** start **

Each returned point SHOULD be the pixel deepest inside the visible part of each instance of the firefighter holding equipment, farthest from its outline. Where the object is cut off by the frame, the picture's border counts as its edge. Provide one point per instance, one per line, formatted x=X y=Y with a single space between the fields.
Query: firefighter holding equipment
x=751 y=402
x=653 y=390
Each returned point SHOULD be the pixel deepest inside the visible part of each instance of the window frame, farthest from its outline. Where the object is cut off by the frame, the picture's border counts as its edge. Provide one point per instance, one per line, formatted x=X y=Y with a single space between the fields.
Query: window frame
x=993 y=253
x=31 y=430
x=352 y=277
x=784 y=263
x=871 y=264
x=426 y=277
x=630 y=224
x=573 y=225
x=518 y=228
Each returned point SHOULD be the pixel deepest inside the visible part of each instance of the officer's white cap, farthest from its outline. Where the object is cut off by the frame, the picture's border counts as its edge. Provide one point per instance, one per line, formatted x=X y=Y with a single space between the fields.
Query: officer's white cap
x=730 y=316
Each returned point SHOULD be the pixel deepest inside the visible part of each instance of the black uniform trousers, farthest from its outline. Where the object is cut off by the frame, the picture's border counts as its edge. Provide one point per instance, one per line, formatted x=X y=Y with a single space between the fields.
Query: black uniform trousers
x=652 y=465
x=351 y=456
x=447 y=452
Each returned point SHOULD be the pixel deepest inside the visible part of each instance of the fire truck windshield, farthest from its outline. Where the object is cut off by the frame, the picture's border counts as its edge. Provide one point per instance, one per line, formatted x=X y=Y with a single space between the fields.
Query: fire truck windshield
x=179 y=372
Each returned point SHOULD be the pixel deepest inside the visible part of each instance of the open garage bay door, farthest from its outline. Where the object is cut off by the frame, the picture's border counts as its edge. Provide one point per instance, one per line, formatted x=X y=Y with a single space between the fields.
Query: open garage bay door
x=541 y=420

** end **
** start **

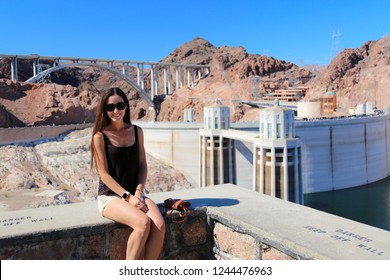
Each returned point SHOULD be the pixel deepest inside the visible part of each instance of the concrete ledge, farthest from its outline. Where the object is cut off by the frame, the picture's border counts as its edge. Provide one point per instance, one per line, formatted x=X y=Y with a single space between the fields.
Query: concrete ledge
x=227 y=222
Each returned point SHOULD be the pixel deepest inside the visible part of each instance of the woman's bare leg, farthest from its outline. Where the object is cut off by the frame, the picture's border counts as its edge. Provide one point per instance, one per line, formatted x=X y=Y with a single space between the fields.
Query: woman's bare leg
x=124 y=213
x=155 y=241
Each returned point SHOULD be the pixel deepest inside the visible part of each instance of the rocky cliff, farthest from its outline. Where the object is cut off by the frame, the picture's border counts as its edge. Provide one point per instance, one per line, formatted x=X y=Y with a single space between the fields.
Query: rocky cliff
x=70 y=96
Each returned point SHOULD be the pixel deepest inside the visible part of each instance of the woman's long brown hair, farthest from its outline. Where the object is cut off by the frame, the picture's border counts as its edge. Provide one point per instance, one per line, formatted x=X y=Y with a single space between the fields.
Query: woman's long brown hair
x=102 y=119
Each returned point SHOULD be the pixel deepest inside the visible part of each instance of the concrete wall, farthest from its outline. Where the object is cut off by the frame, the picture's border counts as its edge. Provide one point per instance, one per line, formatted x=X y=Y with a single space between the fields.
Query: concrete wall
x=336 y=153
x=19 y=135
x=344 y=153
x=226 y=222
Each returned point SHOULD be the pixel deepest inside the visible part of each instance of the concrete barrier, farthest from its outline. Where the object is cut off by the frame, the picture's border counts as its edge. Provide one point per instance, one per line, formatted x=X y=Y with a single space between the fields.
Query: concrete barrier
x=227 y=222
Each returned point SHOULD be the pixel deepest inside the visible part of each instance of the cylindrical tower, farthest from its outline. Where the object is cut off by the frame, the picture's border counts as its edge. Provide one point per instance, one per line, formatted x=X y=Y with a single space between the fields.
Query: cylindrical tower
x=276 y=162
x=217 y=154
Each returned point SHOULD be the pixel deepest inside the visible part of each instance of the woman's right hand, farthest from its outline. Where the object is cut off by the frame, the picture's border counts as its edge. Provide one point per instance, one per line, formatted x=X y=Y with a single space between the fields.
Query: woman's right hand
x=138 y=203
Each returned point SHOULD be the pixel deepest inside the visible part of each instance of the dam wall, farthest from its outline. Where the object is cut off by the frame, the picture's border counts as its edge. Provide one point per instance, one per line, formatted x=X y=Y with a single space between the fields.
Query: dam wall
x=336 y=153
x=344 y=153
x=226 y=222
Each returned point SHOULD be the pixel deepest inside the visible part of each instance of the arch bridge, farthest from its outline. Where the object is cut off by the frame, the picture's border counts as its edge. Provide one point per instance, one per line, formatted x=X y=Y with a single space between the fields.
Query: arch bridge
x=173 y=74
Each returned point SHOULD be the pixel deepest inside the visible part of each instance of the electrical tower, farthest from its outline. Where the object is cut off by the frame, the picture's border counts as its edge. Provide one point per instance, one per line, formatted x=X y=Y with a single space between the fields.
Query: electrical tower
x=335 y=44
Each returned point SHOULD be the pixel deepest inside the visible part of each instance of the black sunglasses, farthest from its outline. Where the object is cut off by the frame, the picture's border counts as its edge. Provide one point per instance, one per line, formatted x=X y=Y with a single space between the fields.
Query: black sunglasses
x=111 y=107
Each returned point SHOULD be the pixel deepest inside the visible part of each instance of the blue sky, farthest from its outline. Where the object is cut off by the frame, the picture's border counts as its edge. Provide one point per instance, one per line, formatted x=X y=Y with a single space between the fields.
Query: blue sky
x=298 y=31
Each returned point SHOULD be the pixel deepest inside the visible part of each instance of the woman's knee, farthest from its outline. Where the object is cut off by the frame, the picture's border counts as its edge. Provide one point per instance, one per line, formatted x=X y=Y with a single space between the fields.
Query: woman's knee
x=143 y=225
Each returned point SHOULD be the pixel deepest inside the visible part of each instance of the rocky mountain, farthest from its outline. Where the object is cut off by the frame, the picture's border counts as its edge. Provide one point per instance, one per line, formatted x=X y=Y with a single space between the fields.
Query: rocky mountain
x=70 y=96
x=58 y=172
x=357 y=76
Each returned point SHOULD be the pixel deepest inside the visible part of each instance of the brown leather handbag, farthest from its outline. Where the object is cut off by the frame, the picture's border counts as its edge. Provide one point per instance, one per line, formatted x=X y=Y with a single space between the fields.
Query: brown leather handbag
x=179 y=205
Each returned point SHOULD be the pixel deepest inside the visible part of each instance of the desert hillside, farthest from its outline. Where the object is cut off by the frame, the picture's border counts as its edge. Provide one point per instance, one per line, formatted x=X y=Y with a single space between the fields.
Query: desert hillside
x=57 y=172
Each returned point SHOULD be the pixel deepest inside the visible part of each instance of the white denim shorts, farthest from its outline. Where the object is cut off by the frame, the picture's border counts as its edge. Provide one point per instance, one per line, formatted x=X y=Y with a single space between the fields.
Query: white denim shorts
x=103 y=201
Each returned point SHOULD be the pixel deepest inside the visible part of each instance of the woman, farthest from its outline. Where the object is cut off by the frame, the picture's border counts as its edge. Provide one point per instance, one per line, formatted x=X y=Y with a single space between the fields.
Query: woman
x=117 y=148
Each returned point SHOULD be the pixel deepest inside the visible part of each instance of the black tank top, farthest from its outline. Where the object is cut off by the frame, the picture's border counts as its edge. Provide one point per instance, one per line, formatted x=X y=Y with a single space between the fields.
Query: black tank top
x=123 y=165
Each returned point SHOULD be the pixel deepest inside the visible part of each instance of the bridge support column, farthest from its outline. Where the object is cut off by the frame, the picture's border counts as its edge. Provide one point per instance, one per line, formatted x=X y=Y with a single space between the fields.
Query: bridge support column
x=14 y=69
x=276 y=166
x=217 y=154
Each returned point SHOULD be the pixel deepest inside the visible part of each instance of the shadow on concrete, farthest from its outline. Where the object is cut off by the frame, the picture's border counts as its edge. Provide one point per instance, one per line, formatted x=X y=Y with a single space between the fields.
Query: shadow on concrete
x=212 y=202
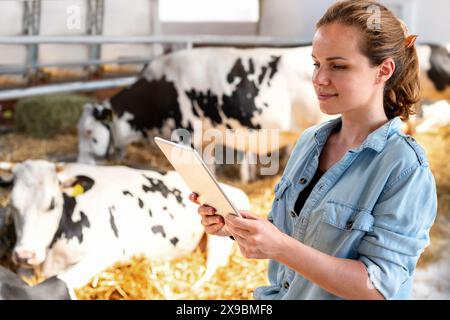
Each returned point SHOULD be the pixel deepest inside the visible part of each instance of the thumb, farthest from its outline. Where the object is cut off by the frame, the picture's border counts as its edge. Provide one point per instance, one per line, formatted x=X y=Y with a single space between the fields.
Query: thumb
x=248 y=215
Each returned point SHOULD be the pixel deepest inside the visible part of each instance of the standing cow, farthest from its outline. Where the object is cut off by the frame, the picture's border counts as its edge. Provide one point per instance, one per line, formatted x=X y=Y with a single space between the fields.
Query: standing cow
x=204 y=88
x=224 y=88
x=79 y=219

** end **

### BRIEF
Report every line of the entries above that contains the string "handbag", copying each one in full, and treat case as significant when matching.

### RESULT OF THE TASK
Each returned point SHOULD be the pixel deepest inside the visible part of each instance of the brown leather handbag, farthest from its outline. Where the object is cut off by the frame, the picture's border counts as its edge. Provide one point per instance, one per line, formatted x=X y=Y with a single space between the fields.
Query: brown leather handbag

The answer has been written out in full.